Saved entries
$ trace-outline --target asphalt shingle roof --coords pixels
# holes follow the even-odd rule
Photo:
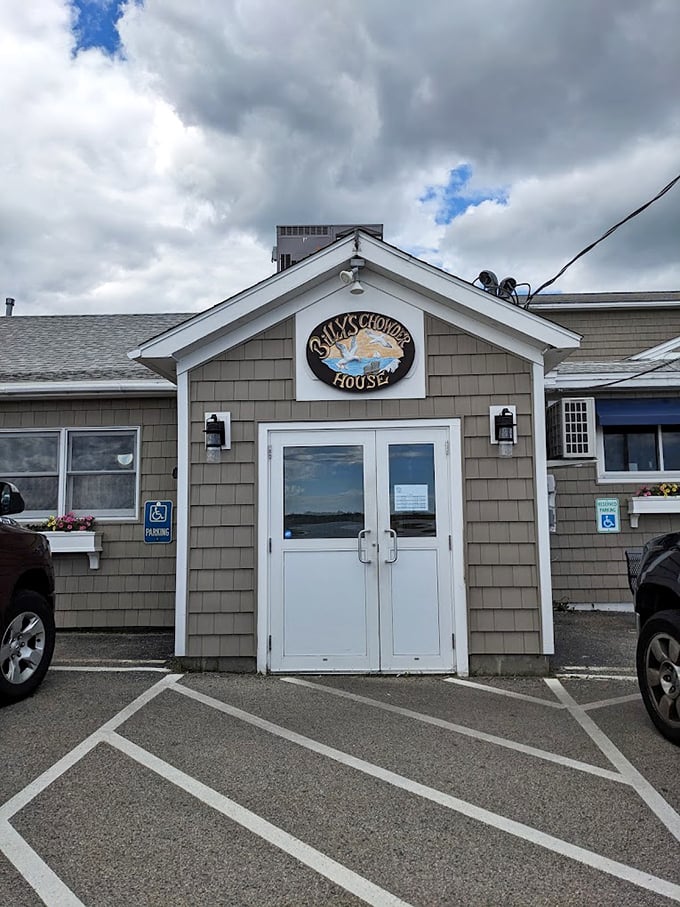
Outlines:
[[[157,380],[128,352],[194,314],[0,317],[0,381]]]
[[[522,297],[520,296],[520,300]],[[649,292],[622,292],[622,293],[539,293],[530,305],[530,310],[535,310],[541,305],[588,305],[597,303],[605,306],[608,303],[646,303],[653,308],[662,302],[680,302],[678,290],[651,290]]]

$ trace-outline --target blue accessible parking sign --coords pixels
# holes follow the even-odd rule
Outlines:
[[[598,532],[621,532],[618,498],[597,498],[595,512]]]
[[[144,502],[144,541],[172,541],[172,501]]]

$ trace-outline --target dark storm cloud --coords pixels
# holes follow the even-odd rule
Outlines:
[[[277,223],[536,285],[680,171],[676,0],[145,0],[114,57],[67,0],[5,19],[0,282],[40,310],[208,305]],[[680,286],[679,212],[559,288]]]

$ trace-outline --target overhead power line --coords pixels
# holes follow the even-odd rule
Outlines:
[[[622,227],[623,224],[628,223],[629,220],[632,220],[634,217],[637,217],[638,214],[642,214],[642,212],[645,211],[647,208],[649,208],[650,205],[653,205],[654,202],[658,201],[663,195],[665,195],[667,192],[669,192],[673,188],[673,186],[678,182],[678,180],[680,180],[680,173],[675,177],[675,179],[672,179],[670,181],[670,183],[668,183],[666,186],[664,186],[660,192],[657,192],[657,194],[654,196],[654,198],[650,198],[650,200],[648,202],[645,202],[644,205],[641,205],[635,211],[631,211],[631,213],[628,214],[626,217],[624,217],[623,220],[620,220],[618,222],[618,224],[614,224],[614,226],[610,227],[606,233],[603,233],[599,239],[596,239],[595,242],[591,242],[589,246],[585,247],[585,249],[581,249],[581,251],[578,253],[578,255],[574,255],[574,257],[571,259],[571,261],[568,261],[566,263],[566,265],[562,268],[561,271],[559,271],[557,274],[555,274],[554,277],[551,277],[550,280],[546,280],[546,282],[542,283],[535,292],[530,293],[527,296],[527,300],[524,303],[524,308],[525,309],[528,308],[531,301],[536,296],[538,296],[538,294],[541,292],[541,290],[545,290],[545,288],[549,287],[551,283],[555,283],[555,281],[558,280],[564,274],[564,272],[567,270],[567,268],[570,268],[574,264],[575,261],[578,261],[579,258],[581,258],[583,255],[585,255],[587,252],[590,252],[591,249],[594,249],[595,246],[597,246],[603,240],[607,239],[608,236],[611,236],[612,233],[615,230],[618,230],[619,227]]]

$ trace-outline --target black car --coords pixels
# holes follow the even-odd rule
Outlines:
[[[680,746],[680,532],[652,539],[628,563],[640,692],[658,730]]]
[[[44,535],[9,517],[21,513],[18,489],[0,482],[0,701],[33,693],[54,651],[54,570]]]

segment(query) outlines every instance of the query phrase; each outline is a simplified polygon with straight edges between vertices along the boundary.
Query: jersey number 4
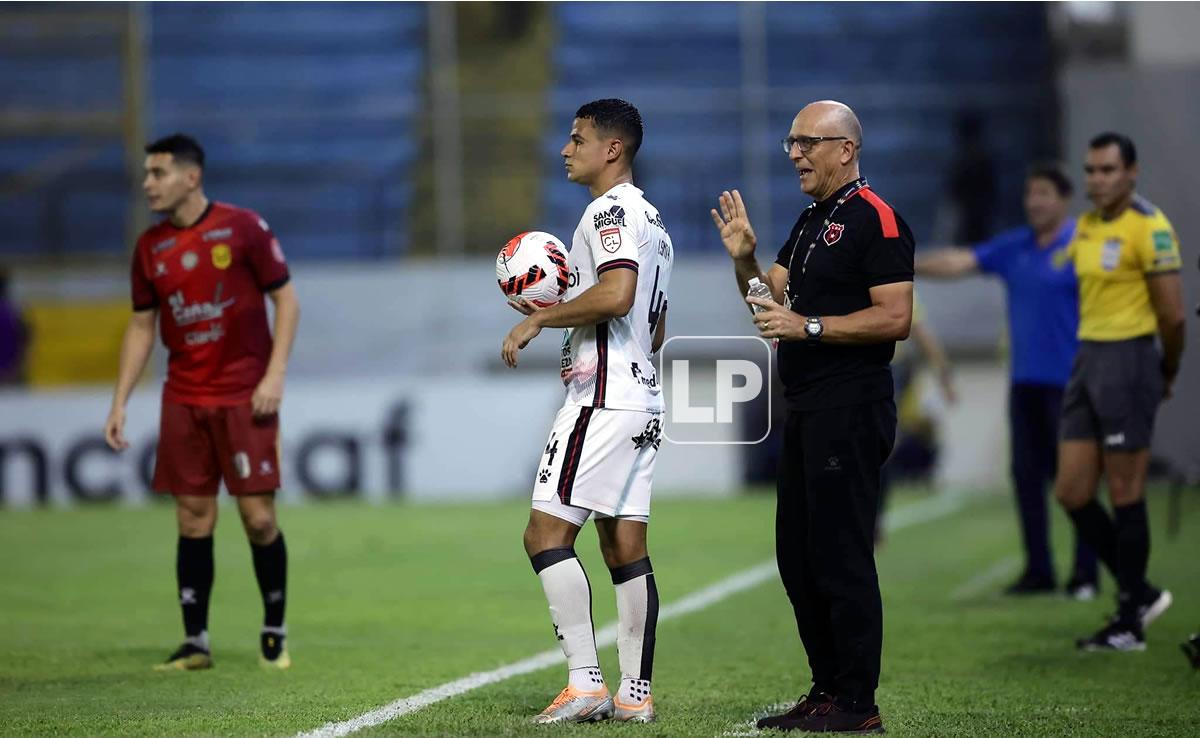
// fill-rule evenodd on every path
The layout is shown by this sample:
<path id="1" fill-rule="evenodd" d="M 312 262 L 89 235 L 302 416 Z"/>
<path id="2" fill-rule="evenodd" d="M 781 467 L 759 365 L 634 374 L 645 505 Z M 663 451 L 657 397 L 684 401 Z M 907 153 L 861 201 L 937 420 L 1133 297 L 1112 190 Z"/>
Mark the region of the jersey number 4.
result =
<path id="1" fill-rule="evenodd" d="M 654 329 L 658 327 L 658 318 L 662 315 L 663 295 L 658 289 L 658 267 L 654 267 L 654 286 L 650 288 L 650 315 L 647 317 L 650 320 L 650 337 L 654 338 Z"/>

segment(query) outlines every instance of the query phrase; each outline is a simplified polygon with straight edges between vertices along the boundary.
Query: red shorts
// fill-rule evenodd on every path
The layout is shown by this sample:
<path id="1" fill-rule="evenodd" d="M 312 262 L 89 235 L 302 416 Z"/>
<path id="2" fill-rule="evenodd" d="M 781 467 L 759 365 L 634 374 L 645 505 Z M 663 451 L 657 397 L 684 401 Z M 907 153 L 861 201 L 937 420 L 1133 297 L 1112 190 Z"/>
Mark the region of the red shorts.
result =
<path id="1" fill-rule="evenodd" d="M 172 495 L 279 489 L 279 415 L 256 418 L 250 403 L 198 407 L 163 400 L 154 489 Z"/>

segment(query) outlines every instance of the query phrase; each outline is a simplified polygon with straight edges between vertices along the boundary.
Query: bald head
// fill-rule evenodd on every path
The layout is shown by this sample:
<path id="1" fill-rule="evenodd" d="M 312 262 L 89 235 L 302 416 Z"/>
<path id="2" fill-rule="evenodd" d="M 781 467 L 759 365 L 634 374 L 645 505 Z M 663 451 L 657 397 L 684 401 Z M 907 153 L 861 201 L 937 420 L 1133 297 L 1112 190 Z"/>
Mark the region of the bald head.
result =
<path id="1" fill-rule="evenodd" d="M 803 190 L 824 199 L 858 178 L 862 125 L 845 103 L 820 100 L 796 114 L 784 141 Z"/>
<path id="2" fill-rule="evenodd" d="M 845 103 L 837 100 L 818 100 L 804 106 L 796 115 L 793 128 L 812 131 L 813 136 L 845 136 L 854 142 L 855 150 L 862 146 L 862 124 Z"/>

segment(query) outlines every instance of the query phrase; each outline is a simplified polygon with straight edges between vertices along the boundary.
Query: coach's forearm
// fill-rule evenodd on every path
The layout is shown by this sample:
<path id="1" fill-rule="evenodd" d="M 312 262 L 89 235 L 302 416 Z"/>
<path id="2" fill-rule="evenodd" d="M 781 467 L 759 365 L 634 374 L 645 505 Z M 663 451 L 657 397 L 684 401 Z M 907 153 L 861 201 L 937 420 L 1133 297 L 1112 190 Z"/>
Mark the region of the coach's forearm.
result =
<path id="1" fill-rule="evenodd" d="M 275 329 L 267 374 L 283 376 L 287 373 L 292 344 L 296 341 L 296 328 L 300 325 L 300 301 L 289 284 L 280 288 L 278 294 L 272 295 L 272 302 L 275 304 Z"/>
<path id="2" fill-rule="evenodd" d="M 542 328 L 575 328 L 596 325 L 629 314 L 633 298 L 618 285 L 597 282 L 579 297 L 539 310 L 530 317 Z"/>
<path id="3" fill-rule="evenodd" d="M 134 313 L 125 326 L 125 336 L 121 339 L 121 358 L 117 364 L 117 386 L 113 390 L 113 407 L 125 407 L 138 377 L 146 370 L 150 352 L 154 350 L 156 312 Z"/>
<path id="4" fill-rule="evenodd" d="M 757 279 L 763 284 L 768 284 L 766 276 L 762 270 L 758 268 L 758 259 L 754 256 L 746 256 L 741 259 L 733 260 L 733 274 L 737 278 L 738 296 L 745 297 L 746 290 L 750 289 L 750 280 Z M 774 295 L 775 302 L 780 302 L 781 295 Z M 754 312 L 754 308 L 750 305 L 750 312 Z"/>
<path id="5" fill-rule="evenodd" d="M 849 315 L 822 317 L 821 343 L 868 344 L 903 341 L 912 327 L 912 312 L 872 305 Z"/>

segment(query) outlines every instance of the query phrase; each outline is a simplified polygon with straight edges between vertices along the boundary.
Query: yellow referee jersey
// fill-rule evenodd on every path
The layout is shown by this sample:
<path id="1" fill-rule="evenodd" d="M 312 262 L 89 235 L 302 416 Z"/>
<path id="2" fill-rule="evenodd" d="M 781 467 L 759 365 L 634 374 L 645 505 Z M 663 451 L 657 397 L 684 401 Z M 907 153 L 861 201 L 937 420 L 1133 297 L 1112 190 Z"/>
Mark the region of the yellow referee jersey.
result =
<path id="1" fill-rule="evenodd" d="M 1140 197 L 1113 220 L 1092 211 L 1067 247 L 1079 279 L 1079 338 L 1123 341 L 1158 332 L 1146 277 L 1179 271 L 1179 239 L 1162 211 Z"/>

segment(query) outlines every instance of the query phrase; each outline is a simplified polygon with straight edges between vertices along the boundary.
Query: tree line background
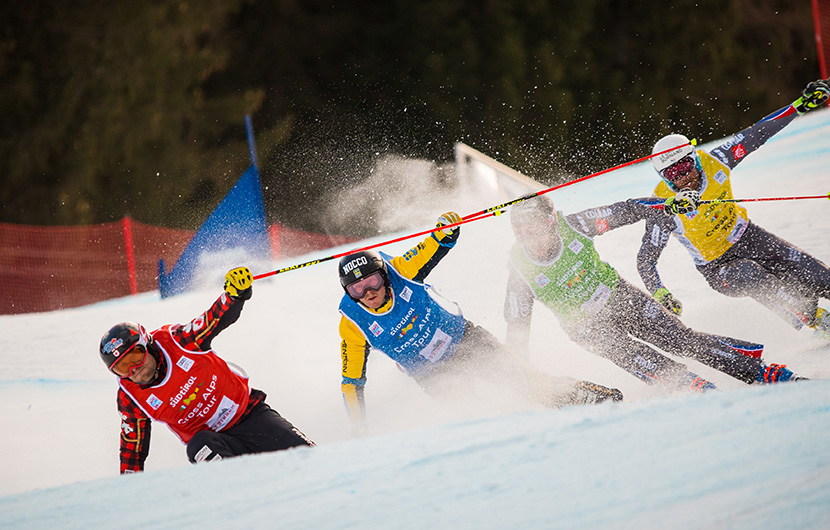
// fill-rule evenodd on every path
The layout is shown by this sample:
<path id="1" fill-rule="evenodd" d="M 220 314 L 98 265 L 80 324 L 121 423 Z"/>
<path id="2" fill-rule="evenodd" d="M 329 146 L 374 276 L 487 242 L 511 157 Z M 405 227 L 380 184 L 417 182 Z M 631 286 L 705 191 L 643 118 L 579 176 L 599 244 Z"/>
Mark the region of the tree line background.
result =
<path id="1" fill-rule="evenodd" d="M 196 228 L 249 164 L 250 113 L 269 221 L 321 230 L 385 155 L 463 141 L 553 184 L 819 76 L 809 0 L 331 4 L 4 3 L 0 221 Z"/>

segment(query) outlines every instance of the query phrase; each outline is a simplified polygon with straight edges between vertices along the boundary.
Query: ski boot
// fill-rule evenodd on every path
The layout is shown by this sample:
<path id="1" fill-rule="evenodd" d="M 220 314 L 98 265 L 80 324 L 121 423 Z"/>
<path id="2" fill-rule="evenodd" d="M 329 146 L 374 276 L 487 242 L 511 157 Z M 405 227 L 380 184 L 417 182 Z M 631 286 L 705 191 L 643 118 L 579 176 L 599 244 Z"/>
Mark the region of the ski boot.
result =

| PROBLEM |
Your answer should be the lines above, from the line containing "Query: red shorts" up to and including the line containing "Mark the region of the bald head.", reproduced exactly and with nothing else.

| EXERCISE ANSWER |
Query: red shorts
// fill-rule evenodd on every path
The layout is shown by this sample:
<path id="1" fill-rule="evenodd" d="M 312 262 L 89 235 L 302 416 Z"/>
<path id="2" fill-rule="evenodd" d="M 781 467 L 759 365 L 634 374 L 645 505 Z M 663 451 L 657 397 L 684 401 Z M 907 153 L 861 201 L 937 420 L 1133 297 L 1112 190 Z"/>
Mark the region of the red shorts.
result =
<path id="1" fill-rule="evenodd" d="M 172 495 L 279 489 L 279 415 L 256 418 L 250 403 L 198 407 L 163 400 L 154 489 Z"/>

segment(query) outlines every instance of the query phrase; each outline is a simplified polygon with straight edges between vertices along the boundary.
Query: bald head
// fill-rule evenodd on every path
The layout is shown by this sample:
<path id="1" fill-rule="evenodd" d="M 312 262 L 89 235 L 302 416 Z"/>
<path id="2" fill-rule="evenodd" d="M 781 467 L 759 365 L 634 374 L 645 505 Z M 663 451 L 657 397 L 684 401 Z M 907 153 L 861 201 L 937 420 L 1133 297 L 1112 190 Z"/>
Mark the region of the bald head.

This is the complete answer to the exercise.